--- SELECTED TEXT ---

4 Ways of Parametrization of a Hyperbola

A hyperbola is a conic section defined as the locus of all points in the plane such that the difference of the distances from two fixed points is a constant. In a rectangular coordinates, a hyperbola centered at origin and with semimajor axis a on the x-axis and semiminor axis b on the y-axis is expressed as

\dfrac{x^2}{a^2}-\dfrac{y^2}{b^2} = 1

(1)

This equation is also called standard form equation or general equation for a hyperbola. In some instances, it's more convenient to use parametric equations to represent a hyperbola. In the standard form equation, y is not the function of x for a hyperbola since there are two outputs y for each input x. So to parametrization of a hyperbola is to transform its coordinates x and y to a pair of functions in terms of independent parameter.

Usually there could be more than one way to parameterize a curve. In this article, we are going to discuss 4 ways of parametrization of a hyperbola using trigonometric identities, polynomial identity, geometrical way and hyperbolic functions.

Parametrization of Hyperbola by Trigonometric Identity

The idea of trigonometric method is inspired by the way of parametrization of a circle. The general equation of a unit circle in a rectangular coordinates is

x^2+y^2 = 1

(2)

which is identical to the Pythagorean Identity

\sin^2 \alpha+\cos^2 \alpha =1

(3)

Comparing (2) and (3) yields the parametric equations for the unit circle.

x = \cos\alpha

y = \sin \alpha

Now for a hyperbola, is it possible to find a trigonometric identity which is difference of squares and equal to 1? Yes, the following identity will fit to our purpose.

\sec^2 \alpha -\tan^2\alpha = 1

(4)

Let

x = a\sec t \\y = b\tan t

(5)

Substituting x, y into the general form equation (1) shows the LHS is equal to 1. And the parametric equations for a hyperbola could be a pair of trigonometric functions.

Using Polynomial Identity

Similar to using trigonometrical identity, the idea of polynomial method is to find a polynomial identity that has two terms in terms of one independent variable and the difference of them is equal to 1.

Let's consider the following identity.

\Big( t+\dfrac{1}{t} \Big) ^2-\Big( t-\dfrac{1}{t} \Big) ^2 = 4

Dividing both sides by 4 gives similar identity like (4)

\Big[ \dfrac{1}{2} \Big( t+\dfrac{1}{t} \Big)\Big] ^2-\Big[\dfrac{1}{2} \Big( t-\dfrac{1}{t} \Big)\Big] ^2 = 1

(6)

--- GIVEN INSTRUCTION 1 ---
Answer these questions about the article on parametrizing a hyperbola:
(a) What four approaches does the article say it will use to parametrize a hyperbola?
(b) Which trigonometric identity does the article use for the hyperbola?
(c) In the polynomial method, what number is on the right side of the identity before both sides are divided by 4?
--- GIVEN INSTRUCTION 2 ---
Carry the article on parametrizing a hyperbola forward from its last line.
The listing plays no part in this work.

--- SUPPLIED MATERIAL ---

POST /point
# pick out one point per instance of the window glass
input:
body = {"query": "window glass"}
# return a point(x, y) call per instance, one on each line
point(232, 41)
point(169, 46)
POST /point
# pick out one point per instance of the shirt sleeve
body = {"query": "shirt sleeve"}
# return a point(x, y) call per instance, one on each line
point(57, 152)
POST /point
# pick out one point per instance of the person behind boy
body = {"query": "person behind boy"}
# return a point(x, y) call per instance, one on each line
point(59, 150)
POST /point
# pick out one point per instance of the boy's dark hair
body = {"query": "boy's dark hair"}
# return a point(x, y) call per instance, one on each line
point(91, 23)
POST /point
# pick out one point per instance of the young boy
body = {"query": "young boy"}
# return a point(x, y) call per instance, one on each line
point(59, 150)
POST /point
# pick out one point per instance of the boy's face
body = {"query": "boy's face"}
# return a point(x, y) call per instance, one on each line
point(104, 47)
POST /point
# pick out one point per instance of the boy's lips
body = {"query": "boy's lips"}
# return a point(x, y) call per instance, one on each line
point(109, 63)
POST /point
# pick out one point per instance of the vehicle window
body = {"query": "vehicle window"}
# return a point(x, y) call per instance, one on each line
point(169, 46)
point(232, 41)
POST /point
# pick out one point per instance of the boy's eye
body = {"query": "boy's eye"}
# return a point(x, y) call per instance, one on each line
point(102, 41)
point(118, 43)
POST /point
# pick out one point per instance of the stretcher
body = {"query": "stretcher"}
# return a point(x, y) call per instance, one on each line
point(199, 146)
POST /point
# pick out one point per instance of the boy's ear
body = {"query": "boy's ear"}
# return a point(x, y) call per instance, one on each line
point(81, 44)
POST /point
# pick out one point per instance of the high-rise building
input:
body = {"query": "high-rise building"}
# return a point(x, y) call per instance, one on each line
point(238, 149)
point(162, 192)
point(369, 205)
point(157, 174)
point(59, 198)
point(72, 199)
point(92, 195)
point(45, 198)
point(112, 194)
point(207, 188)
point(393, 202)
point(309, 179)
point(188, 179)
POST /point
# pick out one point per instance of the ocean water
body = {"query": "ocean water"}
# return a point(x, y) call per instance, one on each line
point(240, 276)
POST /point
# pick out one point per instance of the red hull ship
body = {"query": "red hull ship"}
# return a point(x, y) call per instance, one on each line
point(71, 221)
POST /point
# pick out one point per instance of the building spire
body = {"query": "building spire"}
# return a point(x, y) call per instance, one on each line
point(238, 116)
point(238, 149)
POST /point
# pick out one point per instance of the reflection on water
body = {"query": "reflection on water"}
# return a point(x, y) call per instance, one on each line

--- TASK RESULT 1 ---
(a) Trigonometric identities, a polynomial identity, a geometrical way, and hyperbolic functions.
(b) sec²α − tan²α = 1.
(c) 4.

--- TASK RESULT 2 ---
Comparison (6) with the general equations of the hyperbola gives a polynomial version parametric equation.

\begin{alignedat}{2} x = \dfrac{1}{2} a( t+\dfrac{1}{t} ) \\ y = \dfrac{1}{2} b( t-\dfrac{1}{t} ) \end{alignedat}

(7)

The equations can be also expressed as

\begin{alignedat}{2} x = \dfrac{1+t^2}{2t} a \\ y = \dfrac{t^2-1}{2t} b \end{alignedat}

(8)

If we refer to the double angle identities of trigonometric functions, the parametric parts of above equations are identical to the left hand sides of \csc 2\alpha and \cot 2\alpha

\def\arraystretch{3.5} \begin{array}{|c|c|} \hline \tan 2 \alpha = \dfrac{2\tan \alpha }{1-\tan^2\alpha } &\cot 2 \alpha =\dfrac{ 1-\tan^2\alpha }{ 2\tan \alpha } \\ \hline \sin 2\alpha = \dfrac{2\tan \alpha }{1+\tan^2 \alpha } & \csc2\alpha = \dfrac{1+\tan^2\alpha }{2\tan\alpha } \\ \hline \cos 2\alpha =\dfrac{1-\tan^2 \alpha }{1+\tan^2\alpha }& \sec 2\alpha = \dfrac{1+\tan^2\alpha }{1-\tan^2\alpha } \\ \hline \end{array}

The polynomial identity is equivalent to the trigonometric identity,

\csc^2 \alpha -\cot^2\alpha = 1

(9)

Find Parametric Equations of a hyperbola using geometrical method

In the figure are a hyperbola and its auxiliary circle centered at origin. P is an arbitrary point on the hyperbola with its perpendicular point to axis of symmetry at point A. AB is the tangent to the circle with tangent point at B, then

BC = a

Let t be the angle formed by radius BC with the positive x axis. Since \triangle ABC is a right triangle,

\cos t = \dfrac{BC}{AC} =\dfrac{a}{AC}

AC = a\cdot \dfrac{1}{\cos t} =a\sec t

which is the abscissa of the point P. Now we get parametric function for x,

x = a\sec t

Next we substitute x into general equation to solve for y.

\dfrac{(a\sec t)^2}{a^2}-\dfrac{y^2}{b^2} = 1

\sec^2 t-\dfrac{y^2}{b^2} = 1

Apply the trigonometric identity

\sec^2 \alpha -1 = \tan^2\alpha

Then,

y^2 = b^2 \tan^2 t

Taking square root gives the parametric function for ordinate of point P,

y = b\tan t

Now we have derived the parametric equations for a hyperbola. The parameter t is an angle formed by the radius of the auxiliary circle of the hyperbola width its value dependent on point P.

Represent hyperbola using hyperbolic functions

Hyperbolic functions are a set of six functions analogous to the trigonometric functions but related to the hyperbola rather than the circle. Hyperbolic functions, which are named after trigonometric functions with suffix h, are defined in terms of exponential functions of e^x and e^{-x}.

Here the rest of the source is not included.